## Instructions to follow
Reproduce the following material word for word, leaving the pictures out of your answer.

## Raw records
********************

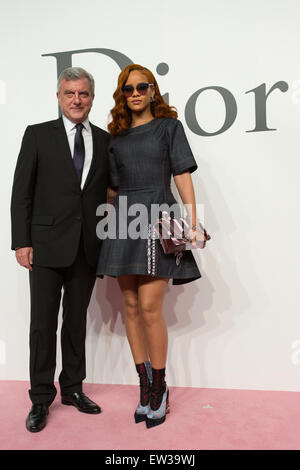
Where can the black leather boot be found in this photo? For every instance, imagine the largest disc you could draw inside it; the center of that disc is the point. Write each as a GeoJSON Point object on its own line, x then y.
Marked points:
{"type": "Point", "coordinates": [37, 418]}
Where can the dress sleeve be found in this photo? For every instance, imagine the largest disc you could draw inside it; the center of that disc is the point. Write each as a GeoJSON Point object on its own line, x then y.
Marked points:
{"type": "Point", "coordinates": [181, 156]}
{"type": "Point", "coordinates": [114, 180]}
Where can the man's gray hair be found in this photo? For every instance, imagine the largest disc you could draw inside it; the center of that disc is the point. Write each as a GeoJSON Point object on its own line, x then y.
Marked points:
{"type": "Point", "coordinates": [75, 73]}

********************

## Task output
Where can the black leather boot be found in this photo? For every instance, imagine the largest disc you could draw inside it; the center of that disc is the point. Write each as a GeoJSON Point object on its own line, x then y.
Marked points:
{"type": "Point", "coordinates": [37, 418]}
Where can the dress sleeve be found in this photo? For every instance, imagine the largest disc you could draw inside it; the center of that disc is the point. Write each as a GeoJSON Point object on its own line, x then y.
Marked points:
{"type": "Point", "coordinates": [181, 156]}
{"type": "Point", "coordinates": [114, 180]}
Where can the man's gray hair be found in this photo? For every instance, imagine the largest disc you could draw inside it; the center of that disc is the point. Write each as a GeoJSON Point object on its own line, x then y.
Marked points:
{"type": "Point", "coordinates": [75, 73]}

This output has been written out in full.